--- START RECORDS FOR PROCESSING ---

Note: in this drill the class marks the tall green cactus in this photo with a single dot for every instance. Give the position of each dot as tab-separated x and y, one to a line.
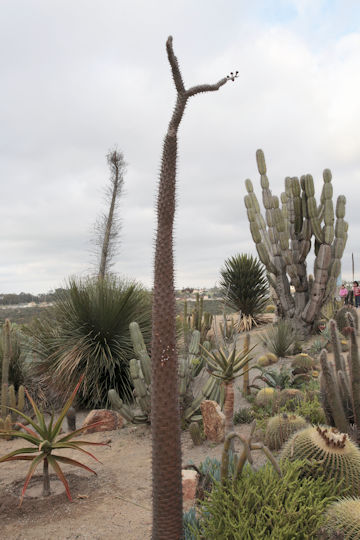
190	366
340	384
283	242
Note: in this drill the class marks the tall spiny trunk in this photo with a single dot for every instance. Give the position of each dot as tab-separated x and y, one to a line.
165	420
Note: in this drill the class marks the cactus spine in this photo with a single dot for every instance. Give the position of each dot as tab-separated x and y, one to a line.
329	452
340	383
283	242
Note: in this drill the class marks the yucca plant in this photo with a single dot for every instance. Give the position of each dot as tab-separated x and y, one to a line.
87	332
244	288
227	366
45	440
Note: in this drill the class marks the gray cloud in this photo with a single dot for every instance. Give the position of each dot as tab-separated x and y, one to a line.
81	77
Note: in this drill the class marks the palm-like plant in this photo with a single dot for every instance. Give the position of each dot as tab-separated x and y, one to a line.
244	288
227	366
87	332
45	440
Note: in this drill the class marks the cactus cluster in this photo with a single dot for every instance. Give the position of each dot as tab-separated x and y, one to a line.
279	428
340	383
190	366
283	241
198	319
329	452
343	519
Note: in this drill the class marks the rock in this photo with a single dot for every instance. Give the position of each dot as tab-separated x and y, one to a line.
190	480
111	420
214	421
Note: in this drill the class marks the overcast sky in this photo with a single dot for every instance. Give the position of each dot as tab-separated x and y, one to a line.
79	77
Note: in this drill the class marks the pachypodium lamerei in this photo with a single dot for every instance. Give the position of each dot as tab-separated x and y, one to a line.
283	241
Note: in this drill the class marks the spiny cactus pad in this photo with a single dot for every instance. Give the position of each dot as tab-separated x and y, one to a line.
265	396
329	451
343	516
280	427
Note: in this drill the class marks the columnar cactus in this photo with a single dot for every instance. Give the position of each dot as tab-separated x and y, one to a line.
340	383
283	242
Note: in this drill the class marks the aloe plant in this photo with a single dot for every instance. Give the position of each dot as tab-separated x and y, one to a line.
227	366
45	439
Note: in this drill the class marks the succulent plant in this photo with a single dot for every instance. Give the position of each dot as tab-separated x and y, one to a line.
340	383
329	452
290	397
341	319
265	397
343	518
283	242
302	361
280	427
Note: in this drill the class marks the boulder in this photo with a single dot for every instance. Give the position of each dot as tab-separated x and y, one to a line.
213	420
111	420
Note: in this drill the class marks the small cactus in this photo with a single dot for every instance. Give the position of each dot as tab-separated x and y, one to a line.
330	453
302	361
265	397
280	427
195	433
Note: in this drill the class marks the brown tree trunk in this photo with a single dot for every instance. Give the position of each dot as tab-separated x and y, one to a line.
165	411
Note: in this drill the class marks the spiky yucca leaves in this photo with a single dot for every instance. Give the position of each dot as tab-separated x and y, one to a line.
343	517
226	366
87	332
280	427
329	452
244	286
45	439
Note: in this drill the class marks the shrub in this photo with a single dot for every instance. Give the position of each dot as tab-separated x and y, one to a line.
87	332
262	505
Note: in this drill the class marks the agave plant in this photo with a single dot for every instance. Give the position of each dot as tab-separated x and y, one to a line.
87	332
244	288
227	366
45	440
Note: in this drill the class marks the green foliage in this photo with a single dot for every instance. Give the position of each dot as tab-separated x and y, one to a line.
87	331
263	505
328	452
279	338
280	427
244	415
243	284
343	517
45	440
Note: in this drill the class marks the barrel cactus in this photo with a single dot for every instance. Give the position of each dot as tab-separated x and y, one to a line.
343	518
281	427
329	452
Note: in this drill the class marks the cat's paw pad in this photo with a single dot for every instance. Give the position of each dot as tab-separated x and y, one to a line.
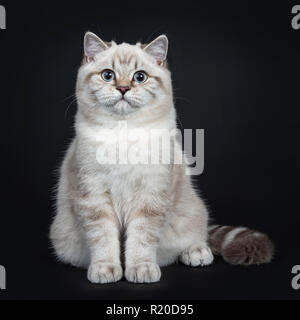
197	256
145	272
104	272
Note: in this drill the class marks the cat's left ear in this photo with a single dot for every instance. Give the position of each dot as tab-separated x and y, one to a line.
92	46
158	49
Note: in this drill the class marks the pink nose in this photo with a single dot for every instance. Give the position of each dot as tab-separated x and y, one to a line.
123	89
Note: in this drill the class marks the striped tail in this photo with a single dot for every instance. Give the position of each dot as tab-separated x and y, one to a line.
239	245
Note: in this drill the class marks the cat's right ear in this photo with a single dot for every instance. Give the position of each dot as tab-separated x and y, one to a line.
92	46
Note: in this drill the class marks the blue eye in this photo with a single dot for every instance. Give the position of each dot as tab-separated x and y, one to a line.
108	75
140	76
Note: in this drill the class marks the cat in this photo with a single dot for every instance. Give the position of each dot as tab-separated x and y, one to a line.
138	216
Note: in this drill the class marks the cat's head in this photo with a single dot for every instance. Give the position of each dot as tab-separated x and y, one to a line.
119	80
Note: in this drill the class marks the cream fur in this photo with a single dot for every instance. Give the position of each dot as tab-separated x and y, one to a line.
151	212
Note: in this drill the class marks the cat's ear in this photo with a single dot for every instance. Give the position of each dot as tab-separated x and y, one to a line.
92	46
158	49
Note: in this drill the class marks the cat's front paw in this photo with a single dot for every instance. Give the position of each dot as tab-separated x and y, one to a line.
99	272
145	272
197	256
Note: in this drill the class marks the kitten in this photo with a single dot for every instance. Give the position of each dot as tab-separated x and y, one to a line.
151	211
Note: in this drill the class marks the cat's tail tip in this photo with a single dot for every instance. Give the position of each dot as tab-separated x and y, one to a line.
240	246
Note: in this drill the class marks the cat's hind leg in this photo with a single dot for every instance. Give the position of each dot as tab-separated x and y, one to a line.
197	255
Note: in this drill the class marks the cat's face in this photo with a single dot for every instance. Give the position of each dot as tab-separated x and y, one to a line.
122	79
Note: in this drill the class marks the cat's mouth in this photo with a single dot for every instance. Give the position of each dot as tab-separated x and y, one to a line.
123	106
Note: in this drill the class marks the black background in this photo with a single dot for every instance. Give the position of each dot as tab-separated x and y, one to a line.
235	67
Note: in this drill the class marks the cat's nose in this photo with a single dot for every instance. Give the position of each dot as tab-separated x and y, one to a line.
123	89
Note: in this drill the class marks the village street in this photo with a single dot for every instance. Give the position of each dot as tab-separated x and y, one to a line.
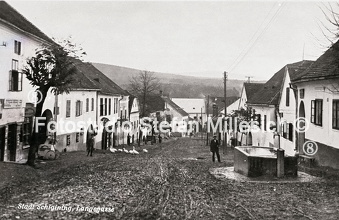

--- END RECORDS FOR PROCESSING ---

AIM OF THE EXERCISE: Count how many lines of the listing above contain the string "tall", treating uppercase and lowercase letters as distinct. Reply with the number alone.

FULL OUTPUT: 2